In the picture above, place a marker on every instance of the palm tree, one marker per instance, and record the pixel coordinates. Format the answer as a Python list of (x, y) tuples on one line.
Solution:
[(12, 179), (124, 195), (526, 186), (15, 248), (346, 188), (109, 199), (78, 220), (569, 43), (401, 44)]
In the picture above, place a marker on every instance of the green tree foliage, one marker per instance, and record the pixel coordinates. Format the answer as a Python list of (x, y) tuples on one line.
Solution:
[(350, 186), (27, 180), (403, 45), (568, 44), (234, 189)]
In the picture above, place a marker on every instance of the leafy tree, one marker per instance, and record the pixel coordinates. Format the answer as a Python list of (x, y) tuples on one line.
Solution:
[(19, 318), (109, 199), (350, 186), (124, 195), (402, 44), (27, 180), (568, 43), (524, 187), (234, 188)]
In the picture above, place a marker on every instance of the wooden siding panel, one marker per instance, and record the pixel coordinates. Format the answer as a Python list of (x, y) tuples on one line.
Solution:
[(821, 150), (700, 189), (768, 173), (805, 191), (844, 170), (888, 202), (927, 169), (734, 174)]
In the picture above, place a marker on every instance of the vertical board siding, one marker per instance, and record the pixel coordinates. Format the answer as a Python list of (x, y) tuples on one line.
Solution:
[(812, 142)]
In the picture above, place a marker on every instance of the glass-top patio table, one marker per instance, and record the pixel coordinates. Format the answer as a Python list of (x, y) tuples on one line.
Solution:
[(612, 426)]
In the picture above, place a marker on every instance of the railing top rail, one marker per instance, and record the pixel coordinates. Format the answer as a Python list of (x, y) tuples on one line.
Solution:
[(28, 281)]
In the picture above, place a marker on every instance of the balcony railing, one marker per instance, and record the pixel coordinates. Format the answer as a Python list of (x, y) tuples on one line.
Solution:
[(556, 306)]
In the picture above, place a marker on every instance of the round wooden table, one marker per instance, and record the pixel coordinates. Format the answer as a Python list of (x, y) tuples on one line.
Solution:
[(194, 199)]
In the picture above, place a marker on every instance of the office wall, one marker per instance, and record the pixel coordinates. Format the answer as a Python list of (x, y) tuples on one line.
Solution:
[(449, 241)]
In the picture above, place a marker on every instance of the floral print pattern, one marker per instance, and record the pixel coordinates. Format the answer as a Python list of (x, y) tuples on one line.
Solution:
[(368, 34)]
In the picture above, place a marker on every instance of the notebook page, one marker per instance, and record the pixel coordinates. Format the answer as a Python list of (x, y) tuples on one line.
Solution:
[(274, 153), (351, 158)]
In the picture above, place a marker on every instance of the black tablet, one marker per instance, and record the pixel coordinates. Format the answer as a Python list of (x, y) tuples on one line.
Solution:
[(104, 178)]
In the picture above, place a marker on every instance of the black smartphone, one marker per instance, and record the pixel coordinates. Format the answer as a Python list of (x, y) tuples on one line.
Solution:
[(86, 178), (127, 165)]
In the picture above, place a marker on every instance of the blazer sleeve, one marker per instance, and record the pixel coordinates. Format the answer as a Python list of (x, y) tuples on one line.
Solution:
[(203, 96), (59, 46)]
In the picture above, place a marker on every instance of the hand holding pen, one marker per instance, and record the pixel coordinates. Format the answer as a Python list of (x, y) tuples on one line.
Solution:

+++++

### INSTRUCTIONS TO FOLLOW:
Look over the entries for "railing", then copy every line that includes that string.

### EXERCISE RESPONSE:
In the picture above, place a marker on every instance of the railing top rail, one marker per instance, and record the pixel coordinates. Format the answer as a Python list of (x, y) tuples on one line.
In the picture above, place a marker on every instance of the balcony railing, one marker per instance, and record the pixel coordinates. Format the answer as a Python list of (x, y) tuples on one line.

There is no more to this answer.